Challenge:
Copy every line of the listing exactly.

[A block of data]
>>>>
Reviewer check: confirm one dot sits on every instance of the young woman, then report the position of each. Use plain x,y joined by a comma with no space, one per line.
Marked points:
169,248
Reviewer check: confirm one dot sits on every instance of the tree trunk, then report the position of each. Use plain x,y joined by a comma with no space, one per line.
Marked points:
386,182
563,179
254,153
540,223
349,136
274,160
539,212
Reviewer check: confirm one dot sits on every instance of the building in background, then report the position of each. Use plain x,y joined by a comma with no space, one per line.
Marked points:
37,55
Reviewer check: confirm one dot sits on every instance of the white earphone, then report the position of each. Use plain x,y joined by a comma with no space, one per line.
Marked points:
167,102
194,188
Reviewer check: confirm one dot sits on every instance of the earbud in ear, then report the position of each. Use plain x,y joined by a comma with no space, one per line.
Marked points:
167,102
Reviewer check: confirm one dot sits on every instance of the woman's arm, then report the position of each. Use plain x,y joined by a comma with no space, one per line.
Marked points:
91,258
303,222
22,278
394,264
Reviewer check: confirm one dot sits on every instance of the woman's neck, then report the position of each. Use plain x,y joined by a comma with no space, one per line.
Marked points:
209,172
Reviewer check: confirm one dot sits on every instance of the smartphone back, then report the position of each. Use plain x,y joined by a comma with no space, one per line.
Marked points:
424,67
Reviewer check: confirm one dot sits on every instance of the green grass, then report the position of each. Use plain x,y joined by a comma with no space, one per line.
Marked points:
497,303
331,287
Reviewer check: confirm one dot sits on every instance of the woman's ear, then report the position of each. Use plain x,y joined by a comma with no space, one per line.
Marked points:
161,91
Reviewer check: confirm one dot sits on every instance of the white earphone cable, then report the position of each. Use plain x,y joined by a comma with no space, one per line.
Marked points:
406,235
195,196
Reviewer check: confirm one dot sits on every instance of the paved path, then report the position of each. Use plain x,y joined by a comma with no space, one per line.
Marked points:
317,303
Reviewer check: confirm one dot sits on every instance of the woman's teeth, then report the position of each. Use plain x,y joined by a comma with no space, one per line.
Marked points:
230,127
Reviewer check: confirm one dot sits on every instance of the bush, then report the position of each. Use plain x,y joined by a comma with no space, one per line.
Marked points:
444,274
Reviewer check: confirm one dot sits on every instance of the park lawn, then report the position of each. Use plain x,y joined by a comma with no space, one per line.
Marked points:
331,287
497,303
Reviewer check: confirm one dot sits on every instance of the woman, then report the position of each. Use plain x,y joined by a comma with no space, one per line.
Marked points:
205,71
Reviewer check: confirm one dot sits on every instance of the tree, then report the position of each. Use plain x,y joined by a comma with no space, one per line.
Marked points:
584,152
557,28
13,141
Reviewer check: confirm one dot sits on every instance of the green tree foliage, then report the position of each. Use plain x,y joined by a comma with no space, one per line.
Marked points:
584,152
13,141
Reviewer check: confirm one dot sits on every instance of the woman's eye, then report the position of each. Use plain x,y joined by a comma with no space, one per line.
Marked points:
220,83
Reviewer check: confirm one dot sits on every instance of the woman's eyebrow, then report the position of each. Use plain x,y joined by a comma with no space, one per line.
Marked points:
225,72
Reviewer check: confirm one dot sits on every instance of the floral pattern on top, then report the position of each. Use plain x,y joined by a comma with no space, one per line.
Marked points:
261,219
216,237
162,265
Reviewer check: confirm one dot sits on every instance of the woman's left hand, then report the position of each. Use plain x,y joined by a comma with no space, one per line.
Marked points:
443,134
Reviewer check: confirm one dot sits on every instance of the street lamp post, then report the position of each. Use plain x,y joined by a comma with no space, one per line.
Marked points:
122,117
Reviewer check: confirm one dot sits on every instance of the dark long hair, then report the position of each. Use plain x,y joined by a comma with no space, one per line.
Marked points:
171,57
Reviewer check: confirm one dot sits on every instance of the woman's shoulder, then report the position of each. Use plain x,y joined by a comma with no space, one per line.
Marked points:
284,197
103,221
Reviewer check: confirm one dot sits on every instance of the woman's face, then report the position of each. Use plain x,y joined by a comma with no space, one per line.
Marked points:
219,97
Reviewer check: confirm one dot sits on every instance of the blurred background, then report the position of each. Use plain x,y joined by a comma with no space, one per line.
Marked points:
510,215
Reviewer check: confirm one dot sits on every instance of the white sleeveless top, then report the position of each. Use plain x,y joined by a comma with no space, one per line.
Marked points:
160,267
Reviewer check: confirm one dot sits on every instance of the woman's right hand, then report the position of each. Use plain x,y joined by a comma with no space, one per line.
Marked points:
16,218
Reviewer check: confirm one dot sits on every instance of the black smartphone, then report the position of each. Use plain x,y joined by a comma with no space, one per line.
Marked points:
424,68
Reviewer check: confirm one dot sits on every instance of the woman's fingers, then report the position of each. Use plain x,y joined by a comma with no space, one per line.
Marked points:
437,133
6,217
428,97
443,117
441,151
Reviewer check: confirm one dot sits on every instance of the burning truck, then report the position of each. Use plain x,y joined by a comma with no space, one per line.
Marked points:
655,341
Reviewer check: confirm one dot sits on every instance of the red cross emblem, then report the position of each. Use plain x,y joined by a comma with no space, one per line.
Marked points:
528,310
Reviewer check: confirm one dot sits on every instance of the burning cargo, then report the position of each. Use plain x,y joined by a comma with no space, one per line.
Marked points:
<<<<
Response to the exercise:
Reviewer check: confirm one dot sits on every instance of the young woman, then report the position of each. Use plain x,y joined by a comma with no space, one per line.
Marked points:
169,248
Reviewer check: confirm one dot sits on every instance of the tree trunk, then report the position of each. Use plain x,y joined by a comma with no space, one per line.
Marked points:
386,182
563,179
254,153
540,223
349,136
274,160
539,212
Reviewer check: confirm one dot sits on every instance of the building in background, then report the position of each. Use plain x,y joined by a comma with no space, one per line.
Marked points:
37,55
Reviewer check: confirm one dot sits on every instance of the white earphone, then report the position of each. Use plain x,y joined by a comma with no space, one per line.
Marked points:
167,102
194,188
Reviewer check: confirm one dot sits on every instance of the earbud in ear, then report the position of each. Use plain x,y joined by a comma with no space, one per line.
Marked points:
167,102
Reviewer check: confirm one dot sits on every instance of the woman's arm, then report the position of each. Use plain x,y joined by a comma with no space, one per line.
Marked points:
91,258
303,222
22,278
394,264
Reviewer check: confirm one dot sits on every instance of the woman's neck, then report the position of each. Use plain x,y joined by a comma with no space, one per line.
Marked points:
209,172
Reviewer check: confirm one dot sits on every instance of the smartphone back, then report the position of each. Use plain x,y joined by a comma with no space, one per line.
Marked points:
424,67
Reviewer check: confirm one dot sits on every instance of the green grass, then report the position of each. Use plain x,y joined by a comma with no space, one per line.
Marked points:
497,303
331,287
Reviewer check: confirm one dot sits on every instance of the woman's ear, then report the position of each. Use plain x,y joined by a comma with no space, one per line.
Marked points:
161,91
Reviewer check: confirm one dot sits on every instance of the white earphone cable, then report the position of each. Use plain x,y joined by a comma with no space, one per line.
Marked points:
406,235
195,196
Reviewer check: confirm one dot sits on every instance of the paved path, then report the position of each. Use plain x,y joined by a comma with no space, one per line.
Marked points:
317,303
Reviewer check: confirm one dot sits on every instance of the woman's teeth, then report the position of each. Use plain x,y joined by a comma with no space, one per line.
Marked points:
230,127
Reviewer check: confirm one dot sits on every instance of the bush, then report the position of each. Use plain x,y joined by a comma with no space, one per line.
Marked points:
444,274
Reviewer check: confirm one dot sits on every instance of the park lawn, then report the position of each. Use plain x,y joined by a comma with no space, one per line.
Marked points:
331,287
497,303
Reviewer check: confirm one dot sits on every instance of the woman, then report the position of each. Use plain x,y joined by a comma with no space, one per line.
Marked points:
205,71
Reviewer check: confirm one dot sits on every instance of the tree, then report the position of each. Use plain x,y joined by a comma with no space, one per line.
Marked points:
584,152
557,28
13,141
Reviewer check: confirm one dot sits on every instance of the green tree foliage, then report the position of each. Use plain x,y joined by a comma with no space, one per line.
Marked points:
584,152
13,141
Reviewer check: confirm one dot sits on every instance of the woman's eye, then report the position of each. Use plain x,y joined by a comma with no space, one per line.
Marked points:
220,83
Reviewer check: confirm one dot sits on every instance of the woman's eyebrow, then report the position of each. Use plain x,y joined by a comma with no space, one per line.
Marked points:
225,72
Reviewer check: confirm one dot sits on every instance of the floral pattern on top, then report the position of each. Use plain x,y joined by a comma with no space, one per line.
Marked points:
261,219
216,237
162,265
Reviewer check: confirm one dot sits on every instance of the woman's left hand, then report the position of each. Use plain x,y joined by a comma with no space, one per line.
Marked points:
443,134
Reviewer check: confirm one dot sits on every instance of the street lamp post, then report the position of each. Use plain x,y joined by a comma with no space, one per line.
Marked points:
122,117
Reviewer check: confirm one dot sits on every instance of the dark long hair, then report the position of each. Use plain x,y joined by a comma with no space, one per line.
Marked points:
171,57
Reviewer check: confirm one dot sits on every instance of the woman's shoulder, then report the position of each. Use plain x,y joined by a comma with no space, one per line.
Marked points:
284,197
103,221
Reviewer check: confirm one dot sits on every instance of the woman's face, then report the position of each. Use plain x,y joined by a comma with no space, one per line.
Marked points:
219,97
Reviewer check: confirm one dot sits on every instance of the blurred background, then report the position of each. Use plain x,y joined by a comma with no space, one per line.
Marked points:
510,215
Reviewer check: confirm one dot sits on every instance of the white sleeveless top, then report the position of each. Use plain x,y joined by a comma with no space, one per line.
Marked points:
160,267
Reviewer check: confirm one dot sits on every instance of the woman's right hand, then report the position of each. Use plain x,y joined by a comma with no space, one per line.
Marked points:
16,218
Reviewer check: confirm one dot sits on every instance of the black smartphone, then report the position of each. Use plain x,y joined by a comma with no space, one per line.
Marked points:
424,68
Reviewer check: confirm one dot sits on every instance of the woman's fingers, then report the position of each. Use plain x,y joined by a comma with no space, one per line.
Marked points:
437,133
6,217
428,97
443,117
441,151
Reviewer check: confirm one dot sits on every instance of the burning truck, then report the position of each. Use plain x,y joined by a comma with no space, one per line.
Marked points:
655,341
Reviewer check: confirm one dot sits on every instance of the red cross emblem, then report the position of each. Use plain x,y joined by a comma with no space, one per line.
Marked points:
528,310
Reviewer check: confirm one dot sits on every instance of the burning cargo, then report the position of each. Use plain x,y joined by a comma with no space, one per line.
Marked points:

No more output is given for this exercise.